** Start DATASET CONTENT **

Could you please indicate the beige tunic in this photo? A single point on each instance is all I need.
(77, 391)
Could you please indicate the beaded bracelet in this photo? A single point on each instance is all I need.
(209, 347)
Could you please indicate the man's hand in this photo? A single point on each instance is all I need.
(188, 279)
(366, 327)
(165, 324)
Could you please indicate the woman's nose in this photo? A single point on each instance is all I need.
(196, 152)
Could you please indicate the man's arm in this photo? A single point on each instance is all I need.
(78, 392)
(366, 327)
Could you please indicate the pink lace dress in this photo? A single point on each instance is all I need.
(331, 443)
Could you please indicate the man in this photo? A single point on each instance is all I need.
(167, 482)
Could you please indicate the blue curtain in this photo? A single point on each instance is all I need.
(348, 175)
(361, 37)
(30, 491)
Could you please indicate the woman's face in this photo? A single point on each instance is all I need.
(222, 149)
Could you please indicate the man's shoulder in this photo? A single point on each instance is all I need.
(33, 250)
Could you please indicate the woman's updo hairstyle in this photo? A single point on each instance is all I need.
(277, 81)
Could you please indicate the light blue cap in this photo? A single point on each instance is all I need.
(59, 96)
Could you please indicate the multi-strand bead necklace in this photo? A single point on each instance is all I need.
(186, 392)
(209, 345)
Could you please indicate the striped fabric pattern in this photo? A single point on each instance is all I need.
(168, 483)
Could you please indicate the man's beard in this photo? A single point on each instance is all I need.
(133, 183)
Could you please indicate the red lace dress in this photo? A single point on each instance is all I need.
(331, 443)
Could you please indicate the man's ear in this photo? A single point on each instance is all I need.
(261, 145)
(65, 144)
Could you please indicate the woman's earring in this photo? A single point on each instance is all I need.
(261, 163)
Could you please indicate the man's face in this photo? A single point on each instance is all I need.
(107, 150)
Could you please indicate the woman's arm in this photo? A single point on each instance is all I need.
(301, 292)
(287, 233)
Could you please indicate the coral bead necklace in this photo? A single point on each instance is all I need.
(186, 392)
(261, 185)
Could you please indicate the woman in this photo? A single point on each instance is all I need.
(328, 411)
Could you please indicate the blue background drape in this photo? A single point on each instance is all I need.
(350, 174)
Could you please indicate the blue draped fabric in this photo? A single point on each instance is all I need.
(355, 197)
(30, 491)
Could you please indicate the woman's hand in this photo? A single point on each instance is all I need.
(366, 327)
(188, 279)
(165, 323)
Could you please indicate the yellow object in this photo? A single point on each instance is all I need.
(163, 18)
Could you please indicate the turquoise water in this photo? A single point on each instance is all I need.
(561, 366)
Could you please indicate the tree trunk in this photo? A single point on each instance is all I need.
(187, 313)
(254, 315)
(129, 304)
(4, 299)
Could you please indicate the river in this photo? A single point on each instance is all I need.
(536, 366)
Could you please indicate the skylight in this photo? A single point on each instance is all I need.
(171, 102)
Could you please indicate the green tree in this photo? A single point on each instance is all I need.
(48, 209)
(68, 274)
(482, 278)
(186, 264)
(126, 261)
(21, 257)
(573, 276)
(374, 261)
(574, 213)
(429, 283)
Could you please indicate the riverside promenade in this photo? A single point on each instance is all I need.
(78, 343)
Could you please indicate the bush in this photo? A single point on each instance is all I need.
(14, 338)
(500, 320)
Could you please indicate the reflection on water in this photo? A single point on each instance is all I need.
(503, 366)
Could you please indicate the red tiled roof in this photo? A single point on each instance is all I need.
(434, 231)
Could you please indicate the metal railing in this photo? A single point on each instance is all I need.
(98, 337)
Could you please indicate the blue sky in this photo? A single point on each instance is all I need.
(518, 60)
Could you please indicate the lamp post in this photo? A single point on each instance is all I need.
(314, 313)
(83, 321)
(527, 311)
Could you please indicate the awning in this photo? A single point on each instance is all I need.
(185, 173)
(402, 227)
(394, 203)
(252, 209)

** End DATASET CONTENT **

— BRIEF —
Arrange the rows above as a JSON list of strings, with one string per line and blank lines omitted.

— RESULT OF THE EXERCISE —
[
  "Could you please indicate the beige tunic in this photo? A single point on each instance is all I need.",
  "(77, 391)",
  "Could you please indicate the beaded bracelet in this photo? A single point on each instance is all I need.",
  "(209, 347)",
  "Could you please indicate the man's hand in this photo? A single point on each instance is all I need.",
  "(188, 279)",
  "(366, 327)",
  "(165, 324)",
  "Could you please indicate the woman's nose in this photo? A single point on each instance is all I need.",
  "(196, 152)",
  "Could you please indicate the man's arm in this photo? A single point on each instance is all I need.",
  "(78, 392)",
  "(366, 327)",
  "Could you please indicate the pink lace dress in this photo? A single point on each instance is all I need.",
  "(331, 443)",
  "Could you please indicate the man in this photo? A single point on each instance is all I need.",
  "(167, 482)",
  "Could you please indicate the blue curtain in this photo? A single point on each instance is all I need.",
  "(348, 175)",
  "(361, 37)",
  "(30, 491)",
  "Could you please indicate the woman's face in this photo? A single point on each instance is all I need.",
  "(222, 149)",
  "Could you please indicate the man's shoulder in this photo? A single point on each instance is all I need.",
  "(33, 250)",
  "Could you please indicate the woman's updo hairstyle in this photo? A single point on each instance is all I need.",
  "(277, 81)",
  "Could you please indicate the light blue cap in this photo? A single point on each instance is all I need.",
  "(59, 96)",
  "Could you please indicate the multi-strand bead necklace in this photo? A single point on each instance is all I need.",
  "(186, 392)",
  "(209, 345)",
  "Could you please indicate the striped fabric pattern in this photo? A single point on each instance is all I need.",
  "(168, 483)",
  "Could you please indicate the man's beard in this photo? A single point on each instance is all I need.",
  "(133, 183)",
  "Could you please indicate the red lace dress in this photo? A single point on each instance is all I need.",
  "(331, 443)",
  "Could you please indicate the man's ear in this photo? A single point on each instance is all I need.",
  "(261, 145)",
  "(65, 144)",
  "Could you please indicate the woman's earring in this photo? A single point on each instance is all I need.",
  "(261, 163)",
  "Could you please indicate the man's face in this photo? A single point on each instance is all I need.",
  "(107, 150)",
  "Could you please indicate the woman's arm in this photo? A single point on each instance is all I need.",
  "(301, 292)",
  "(287, 233)",
  "Could you please indicate the coral bead necklace in this photo? A single point on each instance is all I need.",
  "(186, 392)",
  "(261, 185)",
  "Could you please indicate the woman in this photo? A single point on each instance is all I need.",
  "(328, 411)",
  "Could you please indicate the blue background drape in this photo? A single point on each instance is all I need.",
  "(350, 174)",
  "Could you please indicate the blue draped fabric in this photo? A single point on each instance is all I need.",
  "(355, 197)",
  "(30, 491)",
  "Could you please indicate the woman's hand in this photo? A single point on each instance is all I need.",
  "(366, 327)",
  "(188, 279)",
  "(165, 323)",
  "Could you please indicate the yellow object in this photo? A single point on each instance is all I need.",
  "(163, 18)",
  "Could you please indicate the turquoise water in this photo? A single point on each instance is all I need.",
  "(561, 366)",
  "Could you please indicate the tree trunk in this photo? A single point on each instance is all I need.",
  "(187, 313)",
  "(254, 315)",
  "(129, 304)",
  "(4, 299)",
  "Could you please indicate the river in this photo? A single point on each instance is all I need.",
  "(536, 366)",
  "Could you please indicate the skylight in this photo? A single point on each instance is all I need.",
  "(171, 102)",
  "Could you please indicate the green tree in this photo? A single point on each instance is all I need.",
  "(48, 209)",
  "(68, 274)",
  "(482, 278)",
  "(186, 264)",
  "(126, 261)",
  "(21, 257)",
  "(573, 276)",
  "(374, 261)",
  "(574, 213)",
  "(429, 283)",
  "Could you please indicate the riverside promenade in this photo? A single point on each instance is all I need.",
  "(78, 343)",
  "Could you please indicate the bush in this photo? A single point on each instance is all I need.",
  "(14, 338)",
  "(500, 320)",
  "Could you please indicate the reflection on water in this photo? A single point on each instance is all I need.",
  "(503, 366)",
  "Could you please indicate the red tiled roof in this photo? A single point on each instance is all I need.",
  "(434, 231)",
  "Could you please indicate the metal railing in this photo? A single point on each instance is all I need.",
  "(98, 337)",
  "Could you please indicate the blue sky in this photo? A single point on each instance is all I need.",
  "(518, 60)",
  "Could you please indicate the lamp post in this photo? A single point on each instance is all I need.",
  "(314, 313)",
  "(83, 321)",
  "(527, 311)",
  "Could you please indicate the awning in this photo? A single point on each instance is all I need.",
  "(185, 173)",
  "(402, 227)",
  "(394, 203)",
  "(252, 209)"
]